WHAT YOU WILL DO
A single number is the answer here: how many lines below include "optional"?

[Stored items]
-- -- --
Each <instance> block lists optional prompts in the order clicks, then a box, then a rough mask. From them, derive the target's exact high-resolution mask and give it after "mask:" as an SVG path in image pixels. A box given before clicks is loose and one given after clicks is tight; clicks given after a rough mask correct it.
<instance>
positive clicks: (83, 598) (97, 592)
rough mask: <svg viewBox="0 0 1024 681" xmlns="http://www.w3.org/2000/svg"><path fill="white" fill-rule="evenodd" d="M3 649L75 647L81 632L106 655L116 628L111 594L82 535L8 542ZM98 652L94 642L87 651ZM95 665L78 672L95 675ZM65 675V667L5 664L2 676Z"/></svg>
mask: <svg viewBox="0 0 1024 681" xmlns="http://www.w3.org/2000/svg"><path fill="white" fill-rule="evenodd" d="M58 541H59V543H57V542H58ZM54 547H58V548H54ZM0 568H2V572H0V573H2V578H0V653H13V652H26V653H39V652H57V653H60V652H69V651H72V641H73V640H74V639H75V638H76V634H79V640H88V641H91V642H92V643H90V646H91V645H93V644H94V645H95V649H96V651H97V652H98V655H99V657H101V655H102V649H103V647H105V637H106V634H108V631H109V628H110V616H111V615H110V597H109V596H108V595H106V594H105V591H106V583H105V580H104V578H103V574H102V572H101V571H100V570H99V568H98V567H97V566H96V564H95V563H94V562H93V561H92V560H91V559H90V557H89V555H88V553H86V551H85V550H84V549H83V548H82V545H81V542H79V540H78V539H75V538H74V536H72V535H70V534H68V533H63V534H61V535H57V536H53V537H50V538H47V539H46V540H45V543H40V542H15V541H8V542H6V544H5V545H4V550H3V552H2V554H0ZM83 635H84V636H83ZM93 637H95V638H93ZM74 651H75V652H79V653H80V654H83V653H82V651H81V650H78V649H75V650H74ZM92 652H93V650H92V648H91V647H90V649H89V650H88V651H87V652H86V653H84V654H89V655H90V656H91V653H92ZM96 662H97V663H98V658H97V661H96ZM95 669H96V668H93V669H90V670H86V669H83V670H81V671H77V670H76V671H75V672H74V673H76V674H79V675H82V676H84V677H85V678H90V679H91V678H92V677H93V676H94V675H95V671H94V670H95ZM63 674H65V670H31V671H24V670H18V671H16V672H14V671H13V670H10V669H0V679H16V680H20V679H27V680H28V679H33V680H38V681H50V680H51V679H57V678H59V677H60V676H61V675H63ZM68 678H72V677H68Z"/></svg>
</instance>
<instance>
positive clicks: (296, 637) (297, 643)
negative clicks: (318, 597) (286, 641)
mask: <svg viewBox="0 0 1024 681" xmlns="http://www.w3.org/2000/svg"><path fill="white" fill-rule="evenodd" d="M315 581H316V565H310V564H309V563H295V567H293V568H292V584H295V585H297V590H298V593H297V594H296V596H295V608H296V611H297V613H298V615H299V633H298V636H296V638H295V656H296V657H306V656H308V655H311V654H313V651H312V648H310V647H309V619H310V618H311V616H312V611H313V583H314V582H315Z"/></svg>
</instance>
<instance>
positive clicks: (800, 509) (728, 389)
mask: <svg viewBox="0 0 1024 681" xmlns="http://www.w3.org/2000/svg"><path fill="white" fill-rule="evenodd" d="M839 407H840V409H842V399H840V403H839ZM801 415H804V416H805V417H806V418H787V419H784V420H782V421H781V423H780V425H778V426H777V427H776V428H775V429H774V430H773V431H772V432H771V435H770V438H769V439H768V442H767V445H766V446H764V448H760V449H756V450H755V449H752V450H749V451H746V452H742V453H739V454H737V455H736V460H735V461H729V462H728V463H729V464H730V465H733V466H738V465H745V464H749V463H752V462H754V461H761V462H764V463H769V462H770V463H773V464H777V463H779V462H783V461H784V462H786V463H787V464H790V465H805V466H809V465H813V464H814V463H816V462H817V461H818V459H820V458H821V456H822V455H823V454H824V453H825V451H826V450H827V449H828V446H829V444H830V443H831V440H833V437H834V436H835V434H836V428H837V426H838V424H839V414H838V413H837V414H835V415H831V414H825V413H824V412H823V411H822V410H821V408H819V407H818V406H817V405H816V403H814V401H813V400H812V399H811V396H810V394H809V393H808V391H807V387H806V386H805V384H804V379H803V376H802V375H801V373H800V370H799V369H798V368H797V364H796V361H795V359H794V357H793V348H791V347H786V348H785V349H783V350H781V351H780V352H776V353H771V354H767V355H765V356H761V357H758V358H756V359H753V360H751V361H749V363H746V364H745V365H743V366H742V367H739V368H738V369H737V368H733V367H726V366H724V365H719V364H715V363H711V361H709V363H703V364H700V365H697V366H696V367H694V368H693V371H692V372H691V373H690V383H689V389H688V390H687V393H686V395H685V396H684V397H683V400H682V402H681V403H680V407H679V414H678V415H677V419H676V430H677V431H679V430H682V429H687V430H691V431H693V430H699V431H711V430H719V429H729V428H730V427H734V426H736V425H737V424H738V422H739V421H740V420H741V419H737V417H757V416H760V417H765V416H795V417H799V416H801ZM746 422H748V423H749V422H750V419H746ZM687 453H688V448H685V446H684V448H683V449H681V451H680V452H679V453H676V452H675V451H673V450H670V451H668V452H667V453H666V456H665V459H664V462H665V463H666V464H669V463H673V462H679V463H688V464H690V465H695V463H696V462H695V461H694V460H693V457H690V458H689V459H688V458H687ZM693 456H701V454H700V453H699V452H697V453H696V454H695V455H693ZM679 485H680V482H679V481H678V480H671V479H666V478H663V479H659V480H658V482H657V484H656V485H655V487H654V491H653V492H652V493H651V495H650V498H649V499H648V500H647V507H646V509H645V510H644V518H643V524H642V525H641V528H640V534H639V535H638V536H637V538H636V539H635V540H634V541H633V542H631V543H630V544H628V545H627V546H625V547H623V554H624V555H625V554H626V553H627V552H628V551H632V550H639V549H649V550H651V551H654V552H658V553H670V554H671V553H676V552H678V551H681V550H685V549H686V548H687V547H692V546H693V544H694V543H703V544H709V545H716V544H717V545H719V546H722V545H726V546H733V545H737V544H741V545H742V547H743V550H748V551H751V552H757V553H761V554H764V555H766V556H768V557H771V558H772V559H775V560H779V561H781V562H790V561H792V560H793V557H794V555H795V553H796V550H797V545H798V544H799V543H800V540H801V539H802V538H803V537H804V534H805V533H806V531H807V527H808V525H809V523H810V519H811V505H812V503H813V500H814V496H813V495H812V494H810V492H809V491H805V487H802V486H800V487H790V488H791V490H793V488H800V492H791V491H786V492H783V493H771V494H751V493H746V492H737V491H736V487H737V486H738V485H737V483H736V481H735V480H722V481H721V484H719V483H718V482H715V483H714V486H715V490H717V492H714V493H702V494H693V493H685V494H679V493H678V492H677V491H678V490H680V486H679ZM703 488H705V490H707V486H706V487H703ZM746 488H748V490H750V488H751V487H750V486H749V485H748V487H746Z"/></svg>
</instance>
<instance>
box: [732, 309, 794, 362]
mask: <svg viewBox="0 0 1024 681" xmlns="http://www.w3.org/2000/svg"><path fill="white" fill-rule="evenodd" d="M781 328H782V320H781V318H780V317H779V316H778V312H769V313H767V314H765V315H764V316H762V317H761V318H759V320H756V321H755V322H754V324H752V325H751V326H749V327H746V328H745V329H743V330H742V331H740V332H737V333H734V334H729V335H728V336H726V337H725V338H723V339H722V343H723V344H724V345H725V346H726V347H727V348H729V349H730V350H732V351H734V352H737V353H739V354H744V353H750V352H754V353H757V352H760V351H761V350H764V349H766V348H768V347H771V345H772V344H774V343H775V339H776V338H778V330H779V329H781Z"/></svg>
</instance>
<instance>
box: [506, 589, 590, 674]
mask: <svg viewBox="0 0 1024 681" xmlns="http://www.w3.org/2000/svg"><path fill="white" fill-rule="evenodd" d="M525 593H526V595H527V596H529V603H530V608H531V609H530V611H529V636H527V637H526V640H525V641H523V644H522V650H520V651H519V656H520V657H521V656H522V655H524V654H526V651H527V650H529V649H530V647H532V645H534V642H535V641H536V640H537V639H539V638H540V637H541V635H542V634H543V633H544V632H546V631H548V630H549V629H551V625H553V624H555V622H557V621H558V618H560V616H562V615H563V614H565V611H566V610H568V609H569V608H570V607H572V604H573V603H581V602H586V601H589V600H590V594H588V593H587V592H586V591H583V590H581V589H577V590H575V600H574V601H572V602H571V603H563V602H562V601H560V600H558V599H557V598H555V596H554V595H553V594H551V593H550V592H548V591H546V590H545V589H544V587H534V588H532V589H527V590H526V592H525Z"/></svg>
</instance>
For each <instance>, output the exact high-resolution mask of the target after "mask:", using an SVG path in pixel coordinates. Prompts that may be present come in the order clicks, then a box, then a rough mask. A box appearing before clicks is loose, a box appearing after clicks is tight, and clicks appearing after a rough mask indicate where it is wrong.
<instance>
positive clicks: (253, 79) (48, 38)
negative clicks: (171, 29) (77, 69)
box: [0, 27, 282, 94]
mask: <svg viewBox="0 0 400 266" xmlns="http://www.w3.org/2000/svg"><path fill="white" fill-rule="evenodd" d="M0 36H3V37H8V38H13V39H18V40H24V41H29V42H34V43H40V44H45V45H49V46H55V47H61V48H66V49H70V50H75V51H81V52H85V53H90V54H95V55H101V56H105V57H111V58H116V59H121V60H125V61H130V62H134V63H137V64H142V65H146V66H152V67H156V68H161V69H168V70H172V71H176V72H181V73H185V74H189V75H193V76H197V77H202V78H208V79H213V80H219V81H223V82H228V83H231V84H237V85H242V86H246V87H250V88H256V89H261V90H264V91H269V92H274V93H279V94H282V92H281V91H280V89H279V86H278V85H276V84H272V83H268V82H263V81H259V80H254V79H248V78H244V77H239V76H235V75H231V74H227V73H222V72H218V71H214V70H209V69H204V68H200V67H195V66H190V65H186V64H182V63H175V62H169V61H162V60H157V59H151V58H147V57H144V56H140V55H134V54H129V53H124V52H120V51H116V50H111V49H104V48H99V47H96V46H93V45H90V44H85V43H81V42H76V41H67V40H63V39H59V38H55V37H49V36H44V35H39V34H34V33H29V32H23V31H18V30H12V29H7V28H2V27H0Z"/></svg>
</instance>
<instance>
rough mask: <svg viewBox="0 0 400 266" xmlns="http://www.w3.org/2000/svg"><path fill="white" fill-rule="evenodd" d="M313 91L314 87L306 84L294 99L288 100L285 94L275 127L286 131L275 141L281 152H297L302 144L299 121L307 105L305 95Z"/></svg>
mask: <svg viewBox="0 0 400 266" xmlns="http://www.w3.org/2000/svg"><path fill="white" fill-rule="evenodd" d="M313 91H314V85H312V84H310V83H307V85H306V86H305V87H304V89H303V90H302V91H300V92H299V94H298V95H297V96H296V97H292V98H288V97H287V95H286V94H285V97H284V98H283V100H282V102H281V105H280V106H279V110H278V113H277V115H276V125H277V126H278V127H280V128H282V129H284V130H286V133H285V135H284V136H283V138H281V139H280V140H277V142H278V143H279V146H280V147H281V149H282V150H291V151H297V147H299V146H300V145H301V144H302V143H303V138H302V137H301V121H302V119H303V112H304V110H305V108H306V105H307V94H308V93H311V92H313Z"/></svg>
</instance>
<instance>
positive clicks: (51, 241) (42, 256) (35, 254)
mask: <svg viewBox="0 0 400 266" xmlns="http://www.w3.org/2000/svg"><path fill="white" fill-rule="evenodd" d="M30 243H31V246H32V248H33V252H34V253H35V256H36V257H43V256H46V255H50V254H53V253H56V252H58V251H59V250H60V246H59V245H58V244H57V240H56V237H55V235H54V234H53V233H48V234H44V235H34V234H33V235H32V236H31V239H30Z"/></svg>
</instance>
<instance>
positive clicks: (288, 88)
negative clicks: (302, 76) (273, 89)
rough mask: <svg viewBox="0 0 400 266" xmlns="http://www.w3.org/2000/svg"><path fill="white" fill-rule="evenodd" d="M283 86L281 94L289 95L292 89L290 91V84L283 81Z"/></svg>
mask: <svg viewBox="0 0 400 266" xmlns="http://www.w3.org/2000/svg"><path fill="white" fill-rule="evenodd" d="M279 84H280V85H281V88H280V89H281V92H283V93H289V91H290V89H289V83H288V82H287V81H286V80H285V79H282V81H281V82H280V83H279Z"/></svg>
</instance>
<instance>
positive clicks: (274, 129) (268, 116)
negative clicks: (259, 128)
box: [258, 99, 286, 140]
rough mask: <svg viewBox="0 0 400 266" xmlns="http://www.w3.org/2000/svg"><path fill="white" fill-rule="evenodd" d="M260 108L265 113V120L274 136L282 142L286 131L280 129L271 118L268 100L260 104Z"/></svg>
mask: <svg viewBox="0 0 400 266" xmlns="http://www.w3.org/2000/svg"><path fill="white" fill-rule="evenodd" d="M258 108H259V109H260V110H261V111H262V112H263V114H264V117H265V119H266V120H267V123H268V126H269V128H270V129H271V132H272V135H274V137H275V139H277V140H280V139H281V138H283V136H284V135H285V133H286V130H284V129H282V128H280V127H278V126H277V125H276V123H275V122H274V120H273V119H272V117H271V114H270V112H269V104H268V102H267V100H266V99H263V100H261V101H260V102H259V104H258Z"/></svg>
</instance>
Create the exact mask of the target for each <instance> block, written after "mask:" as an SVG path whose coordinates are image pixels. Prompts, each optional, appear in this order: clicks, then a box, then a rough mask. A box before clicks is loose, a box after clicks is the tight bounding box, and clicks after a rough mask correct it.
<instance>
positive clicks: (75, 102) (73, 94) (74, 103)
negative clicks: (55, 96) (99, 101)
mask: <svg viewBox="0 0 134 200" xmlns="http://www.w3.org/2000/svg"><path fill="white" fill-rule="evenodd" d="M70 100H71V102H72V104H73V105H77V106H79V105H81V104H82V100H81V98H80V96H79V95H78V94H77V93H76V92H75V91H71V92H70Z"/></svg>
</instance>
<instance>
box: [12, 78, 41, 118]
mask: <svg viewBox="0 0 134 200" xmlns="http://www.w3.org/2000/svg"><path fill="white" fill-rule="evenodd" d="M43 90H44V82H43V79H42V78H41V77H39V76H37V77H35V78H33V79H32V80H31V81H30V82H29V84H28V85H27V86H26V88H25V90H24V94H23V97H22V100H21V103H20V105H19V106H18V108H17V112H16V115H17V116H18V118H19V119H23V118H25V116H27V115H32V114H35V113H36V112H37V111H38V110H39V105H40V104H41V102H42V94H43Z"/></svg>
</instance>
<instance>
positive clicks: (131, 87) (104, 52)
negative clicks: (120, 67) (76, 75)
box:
-- -- --
EXERCISE RESPONSE
2